_Input material_
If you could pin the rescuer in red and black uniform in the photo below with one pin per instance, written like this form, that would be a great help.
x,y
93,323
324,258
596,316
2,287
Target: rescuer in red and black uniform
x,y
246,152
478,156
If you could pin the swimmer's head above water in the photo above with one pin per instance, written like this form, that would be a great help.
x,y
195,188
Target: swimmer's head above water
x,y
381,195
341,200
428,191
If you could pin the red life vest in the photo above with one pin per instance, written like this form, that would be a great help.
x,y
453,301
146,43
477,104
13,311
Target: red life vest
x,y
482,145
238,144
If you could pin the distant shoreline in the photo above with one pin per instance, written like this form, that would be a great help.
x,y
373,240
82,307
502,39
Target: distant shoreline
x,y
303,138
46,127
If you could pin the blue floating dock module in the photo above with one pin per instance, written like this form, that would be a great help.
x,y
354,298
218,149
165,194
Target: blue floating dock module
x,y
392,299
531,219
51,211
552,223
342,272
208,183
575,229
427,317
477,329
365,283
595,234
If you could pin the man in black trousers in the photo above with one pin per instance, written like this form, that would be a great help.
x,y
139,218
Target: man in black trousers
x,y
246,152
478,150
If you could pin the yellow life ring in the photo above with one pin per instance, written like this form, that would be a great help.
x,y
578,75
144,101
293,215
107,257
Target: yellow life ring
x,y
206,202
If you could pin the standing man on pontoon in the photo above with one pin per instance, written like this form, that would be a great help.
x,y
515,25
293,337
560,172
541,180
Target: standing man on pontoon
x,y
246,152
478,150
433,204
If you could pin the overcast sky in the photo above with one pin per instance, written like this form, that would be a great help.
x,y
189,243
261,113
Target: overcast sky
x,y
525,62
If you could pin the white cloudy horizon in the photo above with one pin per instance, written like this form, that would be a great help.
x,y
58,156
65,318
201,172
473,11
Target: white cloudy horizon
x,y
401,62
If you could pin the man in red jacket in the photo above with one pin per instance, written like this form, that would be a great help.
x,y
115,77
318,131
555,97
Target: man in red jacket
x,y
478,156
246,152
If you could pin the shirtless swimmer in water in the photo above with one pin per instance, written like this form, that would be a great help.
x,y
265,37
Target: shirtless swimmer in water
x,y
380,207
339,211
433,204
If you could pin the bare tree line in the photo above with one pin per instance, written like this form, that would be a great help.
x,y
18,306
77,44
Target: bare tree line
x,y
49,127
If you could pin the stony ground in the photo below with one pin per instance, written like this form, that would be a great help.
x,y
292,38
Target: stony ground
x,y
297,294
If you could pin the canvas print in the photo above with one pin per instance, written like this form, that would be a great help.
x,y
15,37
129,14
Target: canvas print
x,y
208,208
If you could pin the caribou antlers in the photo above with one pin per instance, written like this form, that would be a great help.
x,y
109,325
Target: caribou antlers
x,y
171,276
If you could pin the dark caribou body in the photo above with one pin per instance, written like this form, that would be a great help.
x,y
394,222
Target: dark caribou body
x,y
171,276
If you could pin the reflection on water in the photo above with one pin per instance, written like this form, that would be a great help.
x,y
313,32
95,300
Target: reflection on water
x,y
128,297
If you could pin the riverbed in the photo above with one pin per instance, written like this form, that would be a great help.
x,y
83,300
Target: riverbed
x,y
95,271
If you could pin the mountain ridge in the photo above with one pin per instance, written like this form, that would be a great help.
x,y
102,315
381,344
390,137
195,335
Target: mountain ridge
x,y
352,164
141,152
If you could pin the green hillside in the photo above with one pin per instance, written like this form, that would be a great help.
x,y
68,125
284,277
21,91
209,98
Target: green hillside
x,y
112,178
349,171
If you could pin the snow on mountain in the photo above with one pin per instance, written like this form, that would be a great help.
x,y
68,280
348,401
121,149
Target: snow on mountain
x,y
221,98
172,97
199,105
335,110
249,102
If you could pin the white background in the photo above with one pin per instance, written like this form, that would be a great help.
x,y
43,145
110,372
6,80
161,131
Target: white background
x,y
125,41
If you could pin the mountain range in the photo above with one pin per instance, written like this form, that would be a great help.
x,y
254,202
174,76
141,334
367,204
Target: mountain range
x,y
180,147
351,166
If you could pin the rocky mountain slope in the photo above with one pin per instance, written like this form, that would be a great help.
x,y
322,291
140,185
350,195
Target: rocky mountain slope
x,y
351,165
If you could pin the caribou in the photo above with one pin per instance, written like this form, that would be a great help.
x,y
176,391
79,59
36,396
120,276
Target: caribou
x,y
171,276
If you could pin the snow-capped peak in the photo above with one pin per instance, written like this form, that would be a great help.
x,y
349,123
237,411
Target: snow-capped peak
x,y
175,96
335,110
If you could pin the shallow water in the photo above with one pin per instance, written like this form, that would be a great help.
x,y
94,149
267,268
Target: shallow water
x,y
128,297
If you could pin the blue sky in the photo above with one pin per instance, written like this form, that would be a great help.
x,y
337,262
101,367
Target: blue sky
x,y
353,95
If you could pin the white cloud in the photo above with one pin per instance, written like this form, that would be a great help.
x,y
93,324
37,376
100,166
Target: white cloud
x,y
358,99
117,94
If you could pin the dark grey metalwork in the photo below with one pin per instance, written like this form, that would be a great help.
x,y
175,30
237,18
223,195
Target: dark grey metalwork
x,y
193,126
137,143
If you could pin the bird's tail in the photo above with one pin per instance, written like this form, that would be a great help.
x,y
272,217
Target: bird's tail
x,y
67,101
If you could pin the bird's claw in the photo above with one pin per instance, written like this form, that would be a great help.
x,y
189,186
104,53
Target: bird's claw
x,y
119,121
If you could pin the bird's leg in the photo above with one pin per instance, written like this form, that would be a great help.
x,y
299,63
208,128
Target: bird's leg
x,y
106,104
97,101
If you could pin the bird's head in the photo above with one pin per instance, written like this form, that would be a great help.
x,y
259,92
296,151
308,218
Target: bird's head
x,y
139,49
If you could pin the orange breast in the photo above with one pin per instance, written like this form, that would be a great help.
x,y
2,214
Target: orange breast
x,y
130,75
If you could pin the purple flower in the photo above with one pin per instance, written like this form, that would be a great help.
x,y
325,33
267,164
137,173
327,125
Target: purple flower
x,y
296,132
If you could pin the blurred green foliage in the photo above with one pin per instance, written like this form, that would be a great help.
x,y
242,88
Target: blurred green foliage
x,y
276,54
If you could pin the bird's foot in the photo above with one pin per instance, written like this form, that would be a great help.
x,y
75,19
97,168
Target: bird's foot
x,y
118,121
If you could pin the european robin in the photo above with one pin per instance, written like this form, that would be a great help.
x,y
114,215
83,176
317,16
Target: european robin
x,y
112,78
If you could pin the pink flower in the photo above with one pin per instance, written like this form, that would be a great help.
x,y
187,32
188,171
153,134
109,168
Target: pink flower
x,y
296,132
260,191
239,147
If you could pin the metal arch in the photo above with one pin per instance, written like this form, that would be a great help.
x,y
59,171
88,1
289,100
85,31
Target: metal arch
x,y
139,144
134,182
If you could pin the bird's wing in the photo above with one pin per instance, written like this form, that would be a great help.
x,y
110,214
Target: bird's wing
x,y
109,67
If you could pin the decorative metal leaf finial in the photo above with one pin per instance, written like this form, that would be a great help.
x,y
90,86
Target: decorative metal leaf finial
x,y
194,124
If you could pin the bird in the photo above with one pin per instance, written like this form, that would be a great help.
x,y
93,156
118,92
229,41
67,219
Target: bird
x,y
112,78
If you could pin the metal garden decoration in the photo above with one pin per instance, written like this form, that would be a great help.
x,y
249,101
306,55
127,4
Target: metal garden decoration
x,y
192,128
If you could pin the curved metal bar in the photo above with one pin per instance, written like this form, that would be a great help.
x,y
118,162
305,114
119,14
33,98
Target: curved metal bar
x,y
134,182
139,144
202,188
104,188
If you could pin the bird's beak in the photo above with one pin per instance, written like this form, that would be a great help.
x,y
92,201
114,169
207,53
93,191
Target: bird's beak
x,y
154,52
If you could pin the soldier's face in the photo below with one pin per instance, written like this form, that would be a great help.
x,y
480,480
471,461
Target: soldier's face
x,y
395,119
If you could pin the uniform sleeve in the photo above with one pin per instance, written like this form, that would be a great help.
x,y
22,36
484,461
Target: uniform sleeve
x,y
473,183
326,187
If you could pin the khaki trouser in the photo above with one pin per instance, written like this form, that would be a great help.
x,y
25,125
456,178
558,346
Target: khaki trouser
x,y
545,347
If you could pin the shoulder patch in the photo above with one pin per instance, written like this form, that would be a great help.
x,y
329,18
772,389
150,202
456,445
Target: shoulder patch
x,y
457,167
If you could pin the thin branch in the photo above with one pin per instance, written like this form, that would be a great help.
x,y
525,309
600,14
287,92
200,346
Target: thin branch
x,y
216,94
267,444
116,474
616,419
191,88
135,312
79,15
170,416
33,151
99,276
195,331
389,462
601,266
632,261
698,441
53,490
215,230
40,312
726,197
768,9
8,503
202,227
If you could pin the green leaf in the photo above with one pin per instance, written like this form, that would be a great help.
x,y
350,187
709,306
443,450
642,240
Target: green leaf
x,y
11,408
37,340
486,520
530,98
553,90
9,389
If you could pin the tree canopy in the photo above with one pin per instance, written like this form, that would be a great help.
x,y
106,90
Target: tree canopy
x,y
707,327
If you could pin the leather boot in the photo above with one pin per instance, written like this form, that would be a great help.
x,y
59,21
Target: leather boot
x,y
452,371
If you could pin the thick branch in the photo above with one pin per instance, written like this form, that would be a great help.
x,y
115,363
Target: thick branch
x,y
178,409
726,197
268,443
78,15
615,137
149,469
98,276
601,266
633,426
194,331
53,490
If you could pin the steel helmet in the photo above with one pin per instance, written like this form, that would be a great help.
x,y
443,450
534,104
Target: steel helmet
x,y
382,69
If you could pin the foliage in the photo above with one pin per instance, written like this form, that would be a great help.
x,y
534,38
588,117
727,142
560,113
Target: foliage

_What you should do_
The answer must consist of every line above that contains the word "below".

_Task result_
If you could pin the rescuer in red and black uniform in the photo below with one pin per instance, written like this form, that would be a great help.
If you could pin the stony ground in the photo below with one pin per instance, written like this form, that would be a great help.
If you could pin the dark grey metalwork in the photo below with one pin per instance, written like this form, that would be a great help.
If you could pin the soldier's face in the photo below with one pin per instance, written like this form, that would be a great help.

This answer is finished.